**Given problem:** The line containing "Can you find the large" and every line after it, through the last, are to be extracted exactly; no other lines belong in the answer.

**Record list:**
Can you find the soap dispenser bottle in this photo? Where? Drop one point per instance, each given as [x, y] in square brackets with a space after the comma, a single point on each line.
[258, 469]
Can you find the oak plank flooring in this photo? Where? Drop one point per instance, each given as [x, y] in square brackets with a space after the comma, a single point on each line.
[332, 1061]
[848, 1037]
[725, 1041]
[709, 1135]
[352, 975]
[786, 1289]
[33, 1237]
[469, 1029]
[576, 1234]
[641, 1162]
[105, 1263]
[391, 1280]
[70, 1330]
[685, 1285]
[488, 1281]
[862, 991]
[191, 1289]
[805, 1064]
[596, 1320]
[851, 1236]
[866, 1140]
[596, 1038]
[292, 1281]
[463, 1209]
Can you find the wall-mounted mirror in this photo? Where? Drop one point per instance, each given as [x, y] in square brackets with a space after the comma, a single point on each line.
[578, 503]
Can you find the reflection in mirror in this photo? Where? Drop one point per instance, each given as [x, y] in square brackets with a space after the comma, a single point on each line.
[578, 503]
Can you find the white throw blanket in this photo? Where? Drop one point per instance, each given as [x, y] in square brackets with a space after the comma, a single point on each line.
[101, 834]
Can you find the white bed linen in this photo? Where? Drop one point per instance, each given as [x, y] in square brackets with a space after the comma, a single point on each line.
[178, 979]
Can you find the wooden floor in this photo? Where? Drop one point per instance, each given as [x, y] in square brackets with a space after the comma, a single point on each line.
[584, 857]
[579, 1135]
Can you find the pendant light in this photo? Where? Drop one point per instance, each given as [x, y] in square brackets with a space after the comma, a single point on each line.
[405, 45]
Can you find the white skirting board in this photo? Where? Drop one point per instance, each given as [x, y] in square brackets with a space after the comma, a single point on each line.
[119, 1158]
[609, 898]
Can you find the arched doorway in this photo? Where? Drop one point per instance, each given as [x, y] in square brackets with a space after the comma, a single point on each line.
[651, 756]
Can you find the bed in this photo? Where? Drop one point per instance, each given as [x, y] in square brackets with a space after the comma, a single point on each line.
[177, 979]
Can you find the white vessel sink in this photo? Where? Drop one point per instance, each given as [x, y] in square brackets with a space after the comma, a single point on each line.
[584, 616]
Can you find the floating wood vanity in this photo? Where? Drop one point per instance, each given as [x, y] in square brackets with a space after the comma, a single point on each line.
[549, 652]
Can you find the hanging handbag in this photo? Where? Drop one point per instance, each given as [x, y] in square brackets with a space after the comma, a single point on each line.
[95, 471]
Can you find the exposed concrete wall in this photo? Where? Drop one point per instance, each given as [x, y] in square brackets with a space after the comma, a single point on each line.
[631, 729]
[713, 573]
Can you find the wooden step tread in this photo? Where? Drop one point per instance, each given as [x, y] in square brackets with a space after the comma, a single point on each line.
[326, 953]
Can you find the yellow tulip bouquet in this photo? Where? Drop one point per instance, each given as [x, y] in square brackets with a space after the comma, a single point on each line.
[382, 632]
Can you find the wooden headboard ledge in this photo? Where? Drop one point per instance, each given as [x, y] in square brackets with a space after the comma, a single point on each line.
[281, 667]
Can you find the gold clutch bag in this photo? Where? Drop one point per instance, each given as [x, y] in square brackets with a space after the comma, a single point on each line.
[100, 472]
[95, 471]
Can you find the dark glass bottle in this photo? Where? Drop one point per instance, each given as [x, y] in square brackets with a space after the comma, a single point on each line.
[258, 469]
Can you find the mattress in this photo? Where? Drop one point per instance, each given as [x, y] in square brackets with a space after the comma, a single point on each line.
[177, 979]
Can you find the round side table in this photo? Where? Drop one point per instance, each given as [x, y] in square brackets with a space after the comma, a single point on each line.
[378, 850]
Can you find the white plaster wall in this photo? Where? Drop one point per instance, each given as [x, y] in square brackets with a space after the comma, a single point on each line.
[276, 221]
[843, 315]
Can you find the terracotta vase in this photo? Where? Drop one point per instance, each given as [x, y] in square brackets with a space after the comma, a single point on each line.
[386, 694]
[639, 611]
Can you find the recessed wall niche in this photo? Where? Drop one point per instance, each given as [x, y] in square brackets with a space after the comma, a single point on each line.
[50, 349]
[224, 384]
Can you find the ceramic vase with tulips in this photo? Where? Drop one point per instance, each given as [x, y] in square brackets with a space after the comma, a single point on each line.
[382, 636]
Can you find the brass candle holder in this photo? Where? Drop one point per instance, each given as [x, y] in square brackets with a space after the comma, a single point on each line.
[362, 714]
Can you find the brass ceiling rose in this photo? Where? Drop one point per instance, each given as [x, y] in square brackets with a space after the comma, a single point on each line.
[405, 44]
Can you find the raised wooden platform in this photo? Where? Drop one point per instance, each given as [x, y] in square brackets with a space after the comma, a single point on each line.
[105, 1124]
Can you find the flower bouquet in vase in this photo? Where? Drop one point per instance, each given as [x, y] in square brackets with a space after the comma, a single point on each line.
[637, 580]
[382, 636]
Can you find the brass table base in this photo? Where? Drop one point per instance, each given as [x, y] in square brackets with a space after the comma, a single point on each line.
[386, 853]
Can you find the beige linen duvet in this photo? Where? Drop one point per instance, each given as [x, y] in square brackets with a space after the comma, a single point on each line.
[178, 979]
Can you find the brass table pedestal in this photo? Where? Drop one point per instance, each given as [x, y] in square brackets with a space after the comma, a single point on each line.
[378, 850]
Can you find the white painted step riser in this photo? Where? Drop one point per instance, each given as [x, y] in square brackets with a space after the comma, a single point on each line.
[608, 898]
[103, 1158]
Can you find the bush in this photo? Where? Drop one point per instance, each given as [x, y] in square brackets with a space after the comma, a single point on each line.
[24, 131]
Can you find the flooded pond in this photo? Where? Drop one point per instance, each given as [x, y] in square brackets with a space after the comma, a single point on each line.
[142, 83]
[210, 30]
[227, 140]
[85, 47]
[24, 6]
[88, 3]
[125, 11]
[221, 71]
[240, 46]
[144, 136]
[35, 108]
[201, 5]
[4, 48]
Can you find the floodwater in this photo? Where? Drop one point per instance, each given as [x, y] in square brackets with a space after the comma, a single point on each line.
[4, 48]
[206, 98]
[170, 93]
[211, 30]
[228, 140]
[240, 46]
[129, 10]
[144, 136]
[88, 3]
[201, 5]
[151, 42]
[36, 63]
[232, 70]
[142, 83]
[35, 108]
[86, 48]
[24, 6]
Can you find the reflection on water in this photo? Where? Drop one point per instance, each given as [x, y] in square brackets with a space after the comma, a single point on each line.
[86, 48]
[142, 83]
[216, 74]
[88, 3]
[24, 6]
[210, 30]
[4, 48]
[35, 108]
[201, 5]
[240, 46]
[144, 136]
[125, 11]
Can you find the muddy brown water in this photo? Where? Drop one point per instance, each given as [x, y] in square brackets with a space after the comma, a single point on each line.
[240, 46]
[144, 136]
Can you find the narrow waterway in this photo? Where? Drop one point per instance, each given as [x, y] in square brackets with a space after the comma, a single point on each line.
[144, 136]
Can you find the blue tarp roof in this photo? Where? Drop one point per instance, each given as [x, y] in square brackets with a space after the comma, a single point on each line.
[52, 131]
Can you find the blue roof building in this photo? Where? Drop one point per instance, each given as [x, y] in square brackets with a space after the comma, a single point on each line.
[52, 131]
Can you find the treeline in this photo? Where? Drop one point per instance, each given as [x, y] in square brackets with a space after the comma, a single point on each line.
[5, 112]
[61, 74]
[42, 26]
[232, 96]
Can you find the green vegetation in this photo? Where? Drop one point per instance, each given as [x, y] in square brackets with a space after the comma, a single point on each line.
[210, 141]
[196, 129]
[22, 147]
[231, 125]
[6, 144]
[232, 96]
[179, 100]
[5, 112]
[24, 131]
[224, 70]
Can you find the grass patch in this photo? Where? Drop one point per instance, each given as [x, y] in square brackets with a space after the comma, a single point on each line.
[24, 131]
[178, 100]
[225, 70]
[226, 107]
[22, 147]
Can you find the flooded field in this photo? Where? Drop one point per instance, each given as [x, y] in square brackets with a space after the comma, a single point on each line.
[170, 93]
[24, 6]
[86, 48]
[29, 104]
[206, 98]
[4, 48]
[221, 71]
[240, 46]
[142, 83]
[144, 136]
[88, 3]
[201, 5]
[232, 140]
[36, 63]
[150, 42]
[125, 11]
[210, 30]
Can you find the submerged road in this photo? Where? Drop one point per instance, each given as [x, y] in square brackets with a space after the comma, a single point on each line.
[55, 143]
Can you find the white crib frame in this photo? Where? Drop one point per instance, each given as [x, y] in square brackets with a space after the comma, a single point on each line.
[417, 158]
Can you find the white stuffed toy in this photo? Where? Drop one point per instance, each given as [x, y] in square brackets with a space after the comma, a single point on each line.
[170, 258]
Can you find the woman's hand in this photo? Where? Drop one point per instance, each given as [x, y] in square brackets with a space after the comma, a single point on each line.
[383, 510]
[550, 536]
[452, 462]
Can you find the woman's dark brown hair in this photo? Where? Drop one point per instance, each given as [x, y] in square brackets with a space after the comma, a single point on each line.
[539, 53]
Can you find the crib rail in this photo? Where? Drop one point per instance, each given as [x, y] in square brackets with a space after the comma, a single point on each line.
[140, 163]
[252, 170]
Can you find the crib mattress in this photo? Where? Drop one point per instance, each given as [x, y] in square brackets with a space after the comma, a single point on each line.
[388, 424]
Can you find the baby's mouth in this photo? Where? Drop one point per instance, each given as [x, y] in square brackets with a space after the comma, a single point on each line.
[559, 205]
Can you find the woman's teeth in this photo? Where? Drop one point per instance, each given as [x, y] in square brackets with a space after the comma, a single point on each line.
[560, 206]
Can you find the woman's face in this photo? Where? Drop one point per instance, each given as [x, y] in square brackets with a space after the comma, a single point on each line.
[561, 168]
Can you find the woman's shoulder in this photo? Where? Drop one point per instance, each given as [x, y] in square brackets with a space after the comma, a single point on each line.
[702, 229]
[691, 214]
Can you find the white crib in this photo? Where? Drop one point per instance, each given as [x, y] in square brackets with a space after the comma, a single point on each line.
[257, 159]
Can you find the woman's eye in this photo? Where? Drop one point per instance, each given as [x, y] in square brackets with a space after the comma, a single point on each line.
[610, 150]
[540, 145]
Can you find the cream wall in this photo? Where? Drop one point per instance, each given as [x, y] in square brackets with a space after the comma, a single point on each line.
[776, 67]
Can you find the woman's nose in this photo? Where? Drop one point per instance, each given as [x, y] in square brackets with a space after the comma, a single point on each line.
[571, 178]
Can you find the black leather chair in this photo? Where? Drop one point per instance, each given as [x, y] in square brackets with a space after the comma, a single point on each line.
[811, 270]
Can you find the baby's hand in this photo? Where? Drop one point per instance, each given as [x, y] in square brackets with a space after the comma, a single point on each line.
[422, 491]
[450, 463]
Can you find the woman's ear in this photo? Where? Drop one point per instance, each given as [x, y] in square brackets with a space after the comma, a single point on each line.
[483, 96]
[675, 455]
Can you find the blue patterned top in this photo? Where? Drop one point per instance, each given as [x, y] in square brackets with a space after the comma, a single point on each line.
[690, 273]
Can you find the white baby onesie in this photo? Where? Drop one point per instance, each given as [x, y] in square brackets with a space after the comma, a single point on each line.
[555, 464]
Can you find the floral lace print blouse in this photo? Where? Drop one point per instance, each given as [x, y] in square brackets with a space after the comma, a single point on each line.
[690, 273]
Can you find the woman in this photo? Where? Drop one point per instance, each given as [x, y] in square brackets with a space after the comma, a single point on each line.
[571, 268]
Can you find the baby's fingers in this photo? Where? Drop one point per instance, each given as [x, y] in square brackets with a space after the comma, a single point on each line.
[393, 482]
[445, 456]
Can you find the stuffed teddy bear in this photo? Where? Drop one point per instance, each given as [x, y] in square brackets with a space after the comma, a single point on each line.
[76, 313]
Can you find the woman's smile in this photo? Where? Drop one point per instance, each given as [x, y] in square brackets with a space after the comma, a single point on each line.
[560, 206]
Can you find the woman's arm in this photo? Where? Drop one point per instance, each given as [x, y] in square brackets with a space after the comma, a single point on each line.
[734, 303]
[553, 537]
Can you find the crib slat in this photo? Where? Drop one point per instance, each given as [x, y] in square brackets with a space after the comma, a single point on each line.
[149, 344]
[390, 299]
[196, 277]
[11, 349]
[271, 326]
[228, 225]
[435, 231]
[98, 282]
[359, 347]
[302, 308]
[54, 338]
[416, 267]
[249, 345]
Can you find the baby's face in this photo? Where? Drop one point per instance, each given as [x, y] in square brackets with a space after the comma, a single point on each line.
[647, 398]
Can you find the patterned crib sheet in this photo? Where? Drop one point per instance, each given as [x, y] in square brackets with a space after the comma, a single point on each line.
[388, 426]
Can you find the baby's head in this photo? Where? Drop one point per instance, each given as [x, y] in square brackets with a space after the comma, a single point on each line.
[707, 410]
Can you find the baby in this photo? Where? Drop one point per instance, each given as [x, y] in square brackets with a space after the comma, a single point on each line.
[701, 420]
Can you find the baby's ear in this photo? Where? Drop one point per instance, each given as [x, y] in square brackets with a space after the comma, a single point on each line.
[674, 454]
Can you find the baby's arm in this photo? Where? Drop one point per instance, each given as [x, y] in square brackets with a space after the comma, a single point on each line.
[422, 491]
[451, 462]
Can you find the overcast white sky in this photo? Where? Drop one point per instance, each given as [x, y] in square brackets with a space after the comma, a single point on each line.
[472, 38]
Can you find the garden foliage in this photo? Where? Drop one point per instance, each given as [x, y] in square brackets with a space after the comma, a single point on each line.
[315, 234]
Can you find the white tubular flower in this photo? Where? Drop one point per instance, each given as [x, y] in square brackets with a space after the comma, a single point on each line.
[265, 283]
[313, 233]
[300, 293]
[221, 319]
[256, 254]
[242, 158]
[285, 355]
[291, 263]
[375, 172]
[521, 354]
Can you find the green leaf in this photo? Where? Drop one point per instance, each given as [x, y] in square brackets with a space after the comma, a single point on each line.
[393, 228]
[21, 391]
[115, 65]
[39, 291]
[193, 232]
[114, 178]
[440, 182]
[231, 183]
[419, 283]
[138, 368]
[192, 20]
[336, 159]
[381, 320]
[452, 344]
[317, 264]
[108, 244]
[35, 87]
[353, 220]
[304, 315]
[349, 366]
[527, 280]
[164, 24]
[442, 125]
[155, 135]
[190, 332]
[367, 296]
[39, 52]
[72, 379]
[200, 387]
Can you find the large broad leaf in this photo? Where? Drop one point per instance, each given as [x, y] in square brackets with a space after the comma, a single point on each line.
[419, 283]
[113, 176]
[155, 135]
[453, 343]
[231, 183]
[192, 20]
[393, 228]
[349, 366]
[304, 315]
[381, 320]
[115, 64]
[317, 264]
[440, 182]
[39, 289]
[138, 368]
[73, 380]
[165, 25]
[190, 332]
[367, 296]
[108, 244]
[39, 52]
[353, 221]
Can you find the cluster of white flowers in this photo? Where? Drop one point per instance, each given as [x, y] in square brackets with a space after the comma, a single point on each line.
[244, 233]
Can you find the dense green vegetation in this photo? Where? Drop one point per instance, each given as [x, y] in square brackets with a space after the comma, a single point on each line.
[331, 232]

**Result below:**
Can you find the large broad leaf in this photo? Where? Drop one point per instance, each given as [x, y] in square brackets with a space after the comma, a single point on each line.
[419, 283]
[113, 176]
[155, 135]
[453, 343]
[231, 183]
[192, 20]
[393, 228]
[349, 366]
[304, 315]
[381, 320]
[115, 64]
[317, 264]
[440, 182]
[39, 289]
[138, 368]
[73, 380]
[165, 25]
[190, 332]
[367, 296]
[108, 244]
[39, 52]
[353, 221]
Can you find the cluster of white flowers in this photo? Where? Drop one point per instance, each given as [x, y] in square brackets with a space after the comma, a single point on each line.
[244, 233]
Can you find the dense green vegetation in this photo? Where? Drop one point per instance, each given as [x, y] in square brackets with a space after the comma, a single point on each line.
[331, 232]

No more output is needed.